[Referring expression pointing data]
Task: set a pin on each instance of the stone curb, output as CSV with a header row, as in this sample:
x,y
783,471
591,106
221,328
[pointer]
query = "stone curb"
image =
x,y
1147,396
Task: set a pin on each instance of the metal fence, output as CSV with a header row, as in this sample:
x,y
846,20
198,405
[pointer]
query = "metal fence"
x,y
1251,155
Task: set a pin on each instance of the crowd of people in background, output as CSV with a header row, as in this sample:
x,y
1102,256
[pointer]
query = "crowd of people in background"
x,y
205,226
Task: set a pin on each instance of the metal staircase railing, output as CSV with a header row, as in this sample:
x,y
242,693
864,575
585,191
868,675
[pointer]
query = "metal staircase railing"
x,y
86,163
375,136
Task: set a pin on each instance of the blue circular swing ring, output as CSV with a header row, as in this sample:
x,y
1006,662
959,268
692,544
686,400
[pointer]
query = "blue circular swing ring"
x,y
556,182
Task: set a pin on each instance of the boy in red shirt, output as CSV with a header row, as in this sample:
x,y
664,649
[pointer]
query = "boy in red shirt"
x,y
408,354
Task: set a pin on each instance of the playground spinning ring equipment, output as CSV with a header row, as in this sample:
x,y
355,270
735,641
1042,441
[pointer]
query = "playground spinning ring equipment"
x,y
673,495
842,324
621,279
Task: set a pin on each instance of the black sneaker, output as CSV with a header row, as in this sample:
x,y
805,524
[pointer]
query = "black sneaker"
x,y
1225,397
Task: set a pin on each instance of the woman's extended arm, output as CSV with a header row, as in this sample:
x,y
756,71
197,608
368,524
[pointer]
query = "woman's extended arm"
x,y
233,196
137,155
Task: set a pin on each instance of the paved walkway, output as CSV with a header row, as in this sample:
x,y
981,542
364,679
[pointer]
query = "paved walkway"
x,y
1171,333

**What you have to do:**
Retype all of the entries shown above, exactly.

**Answer section:**
Task: set a pin on each instance of the stone curb, output as CSV with a header row, as in this sample:
x,y
783,471
591,106
221,328
[pointer]
query = "stone curb"
image =
x,y
1147,396
Task: set a pin on each instance of the metal fence, output as CSV with a header row, as in this sample:
x,y
846,20
198,405
[pointer]
query = "metal fence"
x,y
1251,155
Task: set a pin on each instance of the crowd of people in background, output as CSV with a header row, as in this sample:
x,y
1102,256
[pointer]
query = "crowd of people in background"
x,y
205,226
Task: set a pin on each instance of the metal staircase railing, output as CSV with a header row, as in this sample:
x,y
242,693
864,575
585,191
868,675
[pointer]
query = "metal staircase railing"
x,y
86,163
375,136
Task: set a pin on each instance of the blue circular swing ring, output as CSV with a header row, as in this sample:
x,y
1006,662
959,268
692,544
686,400
[pointer]
query = "blue circular swing ring"
x,y
556,182
Task: set a pin on each instance of the boy in red shirt, output as CSV with a header row, as in this sample:
x,y
664,649
[pointer]
query = "boy in red shirt"
x,y
408,354
Task: set a pin on each instance of the playground spinning ring equipment, output as CSV with a header row, as in this sample:
x,y
355,270
735,641
1042,441
[pointer]
query = "playground spinning ring equipment"
x,y
673,495
842,324
621,279
Task: set a pin on each instance of the black sneaker, output as CSV with a header row, as in this sample:
x,y
805,524
[pointer]
query = "black sneaker"
x,y
1225,397
Task: set a pin on each instance of the woman's extended arm, output as CSV with a header row, as in this sample:
x,y
756,71
197,608
368,524
[pointer]
query = "woman's extended arm"
x,y
233,196
137,155
Task: set a pin on each instance of the paved walkway, output as CSV with a header row, as in this sample:
x,y
981,542
364,679
[pointer]
query = "paved walkway"
x,y
1171,333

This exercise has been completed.